• Opdracht 1: Kun je de tekst over drankmisbruik en alcoholaccijnzen in twee zinnen samenvatten?
• Opdracht 2:
Beantwoord deze vragen over de tekst over drankmisbruik en alcoholaccijnzen:
(a) Hoeveel voetgangers, passagiers of niet-drinkende chauffeurs komen jaarlijks om het leven door automobilisten met een stuk in de kraag?
(b) Wat is de prijselasticiteit van wijn?
(c) Welke groep is volgens het onderzoek naar belastingen op breezers gevoeliger voor prijsstijgingen?
• Opdracht 3: Zet de tekst over drankmisbruik en alcoholaccijnzen voort na de laatste zin.

• Gegeven tekst:
**********

Grote sociale en financiële gevolgen van drankmisbruik
Drankmisbruik kost veel geld. In Europa bestaan de economische kosten voor 66 mld euro uit directe kosten voor gezondheidszorg, politie, justitie, beschadiging van eigendommen en verkeersschade, plus 59 mld productieverliezen: verzuim, werkloosheid, voortijdig overlijden. De totale economische kosten zijn vier maal zo hoog als de totale opbrengst van alcoholaccijnzen in de EU-lidstaten.
Naast deze economische schade zorgt alcohol voor nog veel meer immateriële schade. Jaarlijks komen ongeveer 10 000 voetgangers, passagiers of niet-drinkende chauffeurs om het leven door automobilisten met een stuk in de kraag. Ook leidt alcoholmisbruik tot mishandeling van kinderen en partners, gezondheidsproblemen, criminaliteit etc.

Accijnzen kunnen alcoholmisbruik beperken, vooral bij jongeren
Drinkers verminderen hun alcoholconsumptie als de prijs stijgt. De prijselasticiteit van bier is -0,35, die van wijn -0,68 en die van gedistilleerd -0,98. Dat betekent dat bierdrinkers maar weinig minder zullen gaan drinken; het effect van prijsstijgingen op de consumptie van sterke drank zal bijna drie maal zo groot zijn.
Uit onderzoek naar de effectiviteit van belastingen op breezers blijkt dat jongeren gevoeliger zijn voor prijsstijgingen dan ouderen. Een speciale belasting op breezers lijkt dan ook gewenst. Accijnsverhogingen sorteren voorts meer effect op de lange tijmijn dan op korte termijn en meer op matige drinkers dan op zware drinkers. Maar hoewel het effect verschilt: ook zware drinkers gaan er minder van drinken.
Gepoogd is te bepalen wat de optimale alcoholaccijns is. Gezien de effecten zou eigenlijk geen accijns geheven moeten worden op de eerste twee drankjes die iemand consumeert, maar daarna zou het tarief exponentieel moeten toenemen. Een dergelijk systeem is echter praktisch niet uitvoerbaar. Het lijkt echter wel voor de hand te liggen om de accijnzen zodanig te verhogen dat deze minimaal de directe economische kosten dekken.

**********

[Brongegevens]

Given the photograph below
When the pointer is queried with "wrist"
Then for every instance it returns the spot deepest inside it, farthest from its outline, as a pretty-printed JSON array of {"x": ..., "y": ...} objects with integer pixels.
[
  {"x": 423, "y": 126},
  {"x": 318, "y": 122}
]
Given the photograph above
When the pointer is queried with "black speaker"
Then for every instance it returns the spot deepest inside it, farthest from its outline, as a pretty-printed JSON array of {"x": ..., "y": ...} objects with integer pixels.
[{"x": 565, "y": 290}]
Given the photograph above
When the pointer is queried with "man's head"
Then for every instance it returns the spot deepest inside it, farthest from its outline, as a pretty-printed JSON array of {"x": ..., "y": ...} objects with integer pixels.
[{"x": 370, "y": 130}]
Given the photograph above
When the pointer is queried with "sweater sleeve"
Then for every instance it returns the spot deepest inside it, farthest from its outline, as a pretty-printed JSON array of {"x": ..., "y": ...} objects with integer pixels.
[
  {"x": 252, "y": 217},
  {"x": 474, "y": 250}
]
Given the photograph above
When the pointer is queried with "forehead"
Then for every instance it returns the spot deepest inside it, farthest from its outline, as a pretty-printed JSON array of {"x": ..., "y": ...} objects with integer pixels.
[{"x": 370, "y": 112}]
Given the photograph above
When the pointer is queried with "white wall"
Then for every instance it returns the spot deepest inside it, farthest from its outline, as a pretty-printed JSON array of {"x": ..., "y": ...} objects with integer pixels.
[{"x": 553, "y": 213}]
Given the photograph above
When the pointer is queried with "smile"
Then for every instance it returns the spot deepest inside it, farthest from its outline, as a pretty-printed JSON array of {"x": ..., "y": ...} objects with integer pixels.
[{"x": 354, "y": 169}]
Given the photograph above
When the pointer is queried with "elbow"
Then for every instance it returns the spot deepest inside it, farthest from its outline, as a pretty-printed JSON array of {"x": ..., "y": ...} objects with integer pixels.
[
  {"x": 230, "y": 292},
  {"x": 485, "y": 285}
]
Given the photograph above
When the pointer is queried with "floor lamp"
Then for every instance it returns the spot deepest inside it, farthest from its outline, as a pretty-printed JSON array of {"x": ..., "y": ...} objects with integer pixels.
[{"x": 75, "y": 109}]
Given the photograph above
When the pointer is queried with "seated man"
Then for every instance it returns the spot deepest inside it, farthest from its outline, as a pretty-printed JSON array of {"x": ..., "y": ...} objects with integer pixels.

**********

• Resultaat 1: Drankmisbruik veroorzaakt in Europa hoge economische kosten, namelijk 66 miljard euro aan directe kosten en 59 miljard euro aan productieverliezen, en daarnaast immateriële schade zoals verkeersdoden, mishandeling en criminaliteit. Drinkers gaan minder drinken als de prijs stijgt, vooral bij sterke drank en bij jongeren, en volgens de tekst ligt het voor de hand de accijnzen zo te verhogen dat ze minimaal de directe economische kosten dekken.

• Resultaat 2:
(a) Ongeveer 10 000.
(b) -0,68.
(c) Jongeren; zij zijn gevoeliger dan ouderen.

• Resultaat 3:
Ook regulering kan drankgebruik terugdringen
Reguleringen die effectief zijn in het bestrijden van drankmisbruik betreffen de minimumleeftijd waarop alcohol gekocht mag worden, de wettelijke aansprakelijkheid van verkopers (aan minderjarigen en beschonkenen mag geen drank worden verkocht) en het vaker op willekeurige tijdstippen houden van alcoholcontroles in het verkeer.
Andere maatregelen blijken nauwelijks effectief. Dat geldt bijvoorbeeld voor voorlichtingscampagnes en verboden op drankreclames. Ook blijkt dat medepassagiers meer drinken als een BOB achter het stuur zit.

Op een lidstaat na, blijken drinkers niet op te draaien voor de door hen veroorzaakte kosten. Met andere woorden, de EU lijkt te berusten in een formidabel alcoholprobleem. Vijftien procent van alle volwassenen 'drinkt te veel' en de omvang van jeugdalcoholisme heeft schrikbarende vormen aangenomen.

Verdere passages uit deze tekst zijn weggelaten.